* [Written request A]:
Translate this sentence from the excerpt on the Axis of Resistance into Spanish: "Iran played a supporting role, except when it was directly targeted by Israel."

-- Begin Excerpt --

1. The Axis of Resistance is a coalition rather than a formal alliance. It consists of states, movements, and militias that share the common objective of confronting and reducing US and Israeli influence in the Middle East, and at times of weakening governments allied with the West as well.

2. Iran is the most powerful member of this coalition and therefore a central and highly-influential player. But it does not command the Axis of Resistance. It is more the Germany of the European Union than the Soviet Union of the Warsaw Pact. Its influence is also far from uniform and, as demonstrated by the shifts in Iranian-Syrian relations during the past quarter century, changes over time. Some militias operating in Iraq and Syria have all the hallmarks of Iranian proxies. Yemen’s AnsarAllah clearly does not. Iran’s Islamic Revolutionary Guard Corps was closely involved with the establishment of Hizballah, which for good measure fully subscribes to the Islamic Republic’s system of rule. But it is today powerful enough to make its decisions in Beirut rather than Tehran. Hamas for its part has had an ambivalent relationship with the Axis. At the outset of the Syrian civil war Hamas broke with Damascus, and its exile leadership moved not to Beirut or Tehran but Doha, and a rupture with Iran lasting almost half a decade ensued.

3. It’s transparently clear that the 7 October attacks were neither an Iranian initiative nor coordinated with the Axis of Resistance. So transparently clear that US and Israeli intelligence have come to the same conclusion to preserve their credibility. I don’t believe Hamas ever expected its coalition allies to immediately unleash similar offensives of their own upon Israel. It must have understood that just as Hamas prioritized its own interests and agenda, others would do so as well.

4. Nevertheless, Hizballah on 8 October opened what it termed a support front against Israel, and over the next two months was joined by Yemen and militias in Iraq and Syria. Iran played a supporting role, except when it was directly targeted by Israel.

5. The purpose of the support fronts has been to engage in multi-front attritional warfare against Israel, and to a lesser extent against its allies, in order to raise the costs to Israel and its Western sponsors of continuing the genocidal campaign against the Palestinians in the Gaza Strip. To this end, they have repeatedly stated that their attacks would cease the moment a ceasefire takes hold in the Gaza Strip.

-- End Excerpt --
-- Begin Dataset --

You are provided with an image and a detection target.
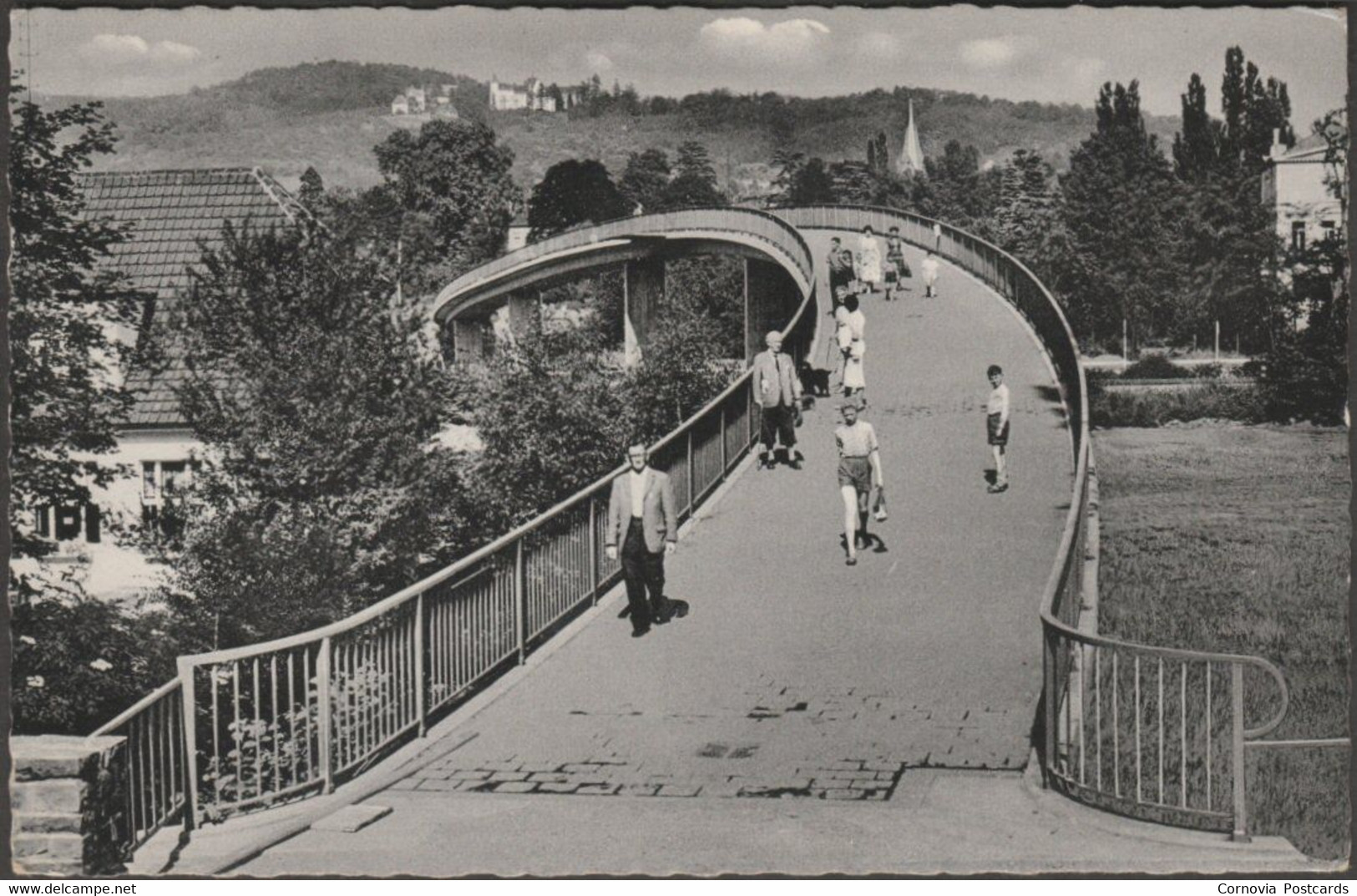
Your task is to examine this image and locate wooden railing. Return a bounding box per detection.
[98,209,817,851]
[433,208,814,321]
[777,206,1314,839]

-- End Dataset --

* [Written request B]:
Rewrite the records above with "wooden railing" changed to "metal fence" and everything else kept the same. Leave the picture out.

* [Worked solution A]:
Irán desempeñó un papel de apoyo, excepto cuando fue atacado directamente por Israel.

* [Worked solution B]:
You are provided with an image and a detection target.
Your task is to examine this image and locate metal fence. Return a bounding box per detection.
[98,209,817,851]
[433,208,814,321]
[777,206,1314,839]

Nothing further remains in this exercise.